Source records:
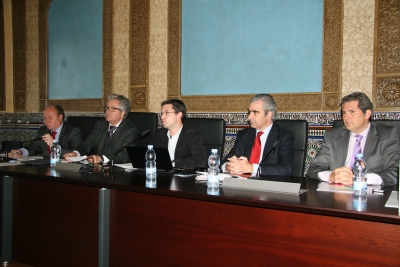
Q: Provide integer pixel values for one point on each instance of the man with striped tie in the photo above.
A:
(110, 135)
(55, 128)
(377, 142)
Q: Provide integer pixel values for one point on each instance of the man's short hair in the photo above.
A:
(177, 106)
(268, 104)
(124, 103)
(364, 102)
(59, 110)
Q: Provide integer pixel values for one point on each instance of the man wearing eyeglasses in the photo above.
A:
(185, 145)
(109, 135)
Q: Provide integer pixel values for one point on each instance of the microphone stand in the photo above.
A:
(112, 167)
(269, 152)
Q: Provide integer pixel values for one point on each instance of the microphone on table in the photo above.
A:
(126, 145)
(269, 152)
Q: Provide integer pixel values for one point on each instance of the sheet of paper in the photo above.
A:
(76, 159)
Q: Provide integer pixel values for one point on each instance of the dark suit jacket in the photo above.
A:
(189, 151)
(279, 162)
(69, 139)
(381, 152)
(97, 143)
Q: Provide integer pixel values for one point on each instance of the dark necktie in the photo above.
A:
(53, 135)
(111, 131)
(256, 150)
(356, 150)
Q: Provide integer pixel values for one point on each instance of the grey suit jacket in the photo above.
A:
(69, 139)
(381, 152)
(281, 159)
(98, 143)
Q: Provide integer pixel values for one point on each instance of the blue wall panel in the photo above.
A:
(75, 49)
(251, 46)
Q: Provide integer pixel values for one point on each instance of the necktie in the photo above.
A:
(53, 135)
(256, 150)
(356, 150)
(111, 131)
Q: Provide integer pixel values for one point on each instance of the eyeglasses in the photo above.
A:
(167, 112)
(112, 109)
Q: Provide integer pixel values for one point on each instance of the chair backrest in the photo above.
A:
(212, 130)
(394, 123)
(86, 124)
(300, 130)
(144, 121)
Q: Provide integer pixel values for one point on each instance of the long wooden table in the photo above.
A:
(120, 219)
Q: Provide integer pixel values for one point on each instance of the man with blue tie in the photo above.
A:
(255, 149)
(55, 128)
(377, 142)
(110, 135)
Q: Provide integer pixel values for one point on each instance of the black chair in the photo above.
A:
(393, 123)
(300, 130)
(144, 121)
(212, 130)
(86, 124)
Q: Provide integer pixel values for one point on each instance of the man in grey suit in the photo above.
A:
(267, 159)
(110, 135)
(379, 145)
(55, 128)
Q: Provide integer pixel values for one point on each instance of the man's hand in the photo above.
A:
(239, 165)
(15, 153)
(48, 139)
(342, 175)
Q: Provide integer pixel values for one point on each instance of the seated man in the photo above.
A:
(110, 135)
(378, 143)
(68, 137)
(250, 152)
(185, 145)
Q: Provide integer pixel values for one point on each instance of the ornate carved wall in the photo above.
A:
(328, 99)
(387, 55)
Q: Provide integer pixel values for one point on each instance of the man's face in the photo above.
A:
(51, 119)
(114, 117)
(169, 117)
(353, 118)
(257, 117)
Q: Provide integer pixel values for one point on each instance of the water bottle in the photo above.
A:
(151, 169)
(213, 169)
(55, 151)
(360, 177)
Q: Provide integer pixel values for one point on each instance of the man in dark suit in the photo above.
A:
(68, 137)
(378, 143)
(110, 135)
(250, 152)
(185, 145)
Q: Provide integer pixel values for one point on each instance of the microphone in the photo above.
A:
(128, 144)
(269, 152)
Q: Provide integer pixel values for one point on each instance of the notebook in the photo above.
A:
(137, 158)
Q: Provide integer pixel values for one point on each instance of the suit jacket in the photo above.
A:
(381, 152)
(97, 143)
(279, 162)
(189, 151)
(70, 138)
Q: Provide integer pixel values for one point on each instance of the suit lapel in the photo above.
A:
(372, 140)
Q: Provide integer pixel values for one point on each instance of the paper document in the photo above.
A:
(76, 159)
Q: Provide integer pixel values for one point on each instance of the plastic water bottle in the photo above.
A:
(151, 169)
(213, 169)
(55, 152)
(360, 176)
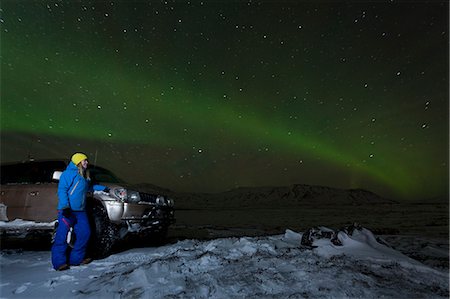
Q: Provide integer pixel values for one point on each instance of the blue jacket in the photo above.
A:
(72, 189)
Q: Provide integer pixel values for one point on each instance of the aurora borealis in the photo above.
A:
(212, 95)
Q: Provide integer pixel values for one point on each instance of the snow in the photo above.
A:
(245, 267)
(25, 224)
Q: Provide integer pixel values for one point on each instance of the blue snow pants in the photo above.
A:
(61, 252)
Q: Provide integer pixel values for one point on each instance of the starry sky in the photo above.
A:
(205, 96)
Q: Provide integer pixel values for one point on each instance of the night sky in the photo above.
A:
(212, 95)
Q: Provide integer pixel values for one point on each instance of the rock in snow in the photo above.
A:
(259, 267)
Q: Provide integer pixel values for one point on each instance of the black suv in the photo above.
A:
(29, 192)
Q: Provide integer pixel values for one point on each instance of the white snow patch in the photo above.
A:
(273, 266)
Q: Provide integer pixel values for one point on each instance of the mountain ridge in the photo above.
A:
(267, 196)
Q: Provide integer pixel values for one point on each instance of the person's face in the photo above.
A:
(84, 163)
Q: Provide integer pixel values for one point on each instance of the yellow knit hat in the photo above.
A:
(78, 157)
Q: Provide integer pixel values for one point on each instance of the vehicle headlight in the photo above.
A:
(164, 201)
(120, 193)
(133, 197)
(127, 195)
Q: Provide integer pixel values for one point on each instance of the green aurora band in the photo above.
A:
(104, 97)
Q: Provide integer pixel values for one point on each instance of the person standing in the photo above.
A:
(73, 185)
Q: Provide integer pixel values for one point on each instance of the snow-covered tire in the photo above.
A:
(104, 234)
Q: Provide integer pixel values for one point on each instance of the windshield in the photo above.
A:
(103, 175)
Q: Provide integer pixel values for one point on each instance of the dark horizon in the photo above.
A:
(210, 96)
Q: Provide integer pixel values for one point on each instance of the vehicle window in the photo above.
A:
(99, 174)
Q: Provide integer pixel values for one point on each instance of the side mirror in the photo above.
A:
(56, 175)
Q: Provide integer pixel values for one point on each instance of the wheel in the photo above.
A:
(104, 234)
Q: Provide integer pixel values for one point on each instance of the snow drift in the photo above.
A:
(274, 266)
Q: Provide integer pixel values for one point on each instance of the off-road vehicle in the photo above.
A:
(29, 192)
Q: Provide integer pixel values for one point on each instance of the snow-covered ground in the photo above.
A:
(246, 267)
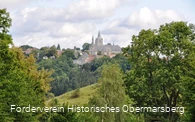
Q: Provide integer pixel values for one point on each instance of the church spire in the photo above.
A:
(99, 35)
(92, 40)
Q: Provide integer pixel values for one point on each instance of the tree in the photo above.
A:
(111, 93)
(58, 47)
(19, 79)
(160, 62)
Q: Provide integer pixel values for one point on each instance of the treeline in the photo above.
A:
(162, 73)
(68, 76)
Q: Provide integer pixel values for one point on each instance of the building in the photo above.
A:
(98, 48)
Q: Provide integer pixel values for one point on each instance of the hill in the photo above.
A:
(69, 97)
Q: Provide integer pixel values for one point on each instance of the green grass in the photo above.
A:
(85, 93)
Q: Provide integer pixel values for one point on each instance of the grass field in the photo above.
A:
(84, 94)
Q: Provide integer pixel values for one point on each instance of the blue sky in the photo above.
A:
(73, 22)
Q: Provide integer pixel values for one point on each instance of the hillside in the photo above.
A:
(84, 94)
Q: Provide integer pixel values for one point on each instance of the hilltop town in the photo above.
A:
(96, 49)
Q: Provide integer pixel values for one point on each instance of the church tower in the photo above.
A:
(92, 41)
(99, 40)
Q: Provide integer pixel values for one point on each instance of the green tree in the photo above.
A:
(19, 79)
(160, 63)
(111, 93)
(58, 47)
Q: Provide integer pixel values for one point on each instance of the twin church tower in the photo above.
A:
(98, 48)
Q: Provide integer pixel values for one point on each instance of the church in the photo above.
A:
(98, 48)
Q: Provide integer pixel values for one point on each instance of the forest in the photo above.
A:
(156, 70)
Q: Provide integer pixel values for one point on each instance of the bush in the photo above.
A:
(75, 94)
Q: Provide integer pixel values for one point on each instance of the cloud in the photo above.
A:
(146, 18)
(121, 30)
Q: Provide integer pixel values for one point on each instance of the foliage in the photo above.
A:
(19, 78)
(75, 94)
(161, 63)
(110, 92)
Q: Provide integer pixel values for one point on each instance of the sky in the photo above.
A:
(73, 22)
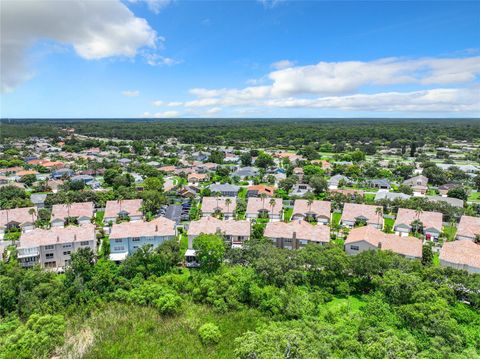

* _What you have to do_
Look above for the line with "treeline in the photo above." and the line with "blue sky in the photo above.". Write out those two lines and all the lines between them, exactly, and no others.

* _Answer section_
Q: Provide integer pixel values for one point on each instance of the treeline in the photo above.
A:
(162, 73)
(68, 76)
Q: Provide integer pixel values for one point on each instance of the building in the photo above.
A:
(98, 48)
Q: Provide integer pixel values for one point on each instance of the hill in the photo above.
A:
(69, 97)
Q: Provide integer pixel values for one point on each instance of the green grass in the photo above.
A:
(85, 93)
Q: Provide integer pixel values for one point on each instance of the grass field in the photo above.
A:
(84, 94)
Q: Provide integer pixel values for one point on each instance of the blue sky in the photo above.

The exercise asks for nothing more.